Document passage:
Fifteen housing advocates applied for 15 open seats on Seattle’s design review boards this winter. A public records request revealed that all 15 were shut out as the City opted instead to appoint mostly architects with connections to major firms or past or current board members, even in seats set aside for non-architects. For housing advocates, that rejection underscored how at odds the review program is with their goals.
“Design review is a continuation of practices like exclusionary zoning and redlining that are used to keep out unwanted neighbors and separate communities,” Laura Loe of Share The Cities said in an email. “We aren’t getting a more beautiful city, it isn’t more climate friendly, and it isn’t more affordable. We have a choice here to take care of a laundry list of reforms for design review or maybe we just don’t need it at all.”
The City’s eight design review boards are composed entirely of volunteers, but they wield great power in the housing approval process. For multifamily projects that meet design review thresholds, a recommendation from the local design review board is an essential step in getting a Master Use Permit (MUP), which is itself a necessary hurdle to get a building permit. The threshold to trigger full design review in most cases is exceeding 35,000 gross square feet of development, which hits nearly every large apartment project.

Stored data:
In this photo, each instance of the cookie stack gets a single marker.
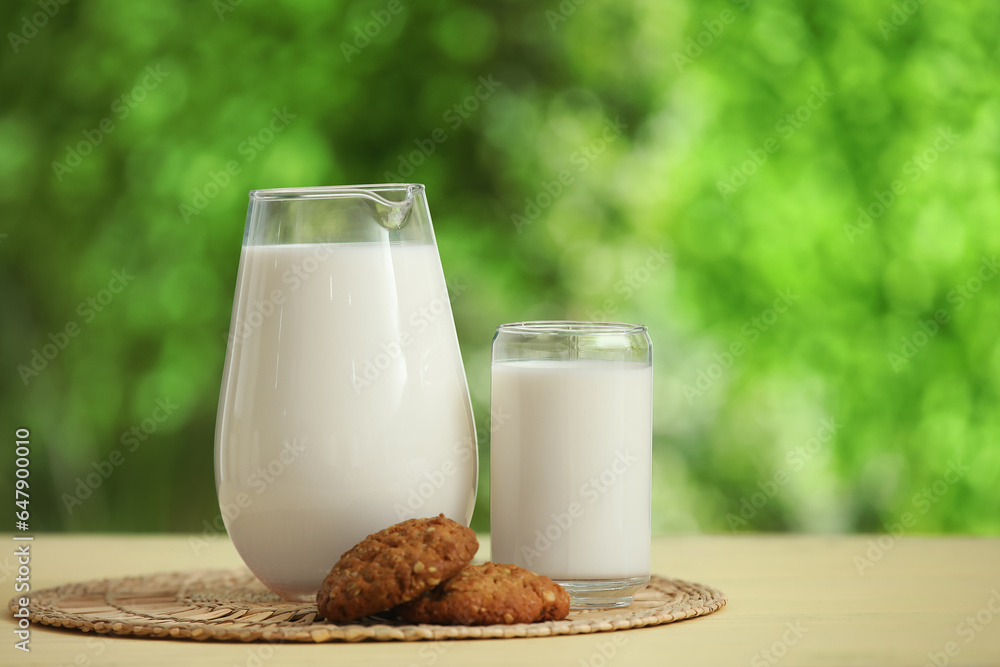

Required work:
**a)** Answer these questions from the passage on Seattle's design review boards, one per line:
(i) How many housing advocates applied for open seats on the boards this winter?
(ii) How many design review boards does the City have?
(iii) In most cases, what triggers full design review?
**b)** For each statement, say whether it agrees with the passage on Seattle's design review boards, and quote the words that decide it:
(i) The design review boards are staffed by paid city employees.
(ii) A Master Use Permit must be obtained before a building permit.
(iii) Some of the housing advocates who applied were appointed to the boards.
**c)** Return the portion of the passage on Seattle's design review boards starting with "Fifteen housing advocates" and going on through "with their goals.".

Answers for the exercise:
**a)**
(i) Fifteen.
(ii) Eight.
(iii) Exceeding 35,000 gross square feet of development.

**b)**
(i) No: "composed entirely of volunteers"
(ii) Yes: "which is itself a necessary hurdle to get a building permit"
(iii) No: "all 15 were shut out"

**c)**
Fifteen housing advocates applied for 15 open seats on Seattle’s design review boards this winter. A public records request revealed that all 15 were shut out as the City opted instead to appoint mostly architects with connections to major firms or past or current board members, even in seats set aside for non-architects. For housing advocates, that rejection underscored how at odds the review program is with their goals.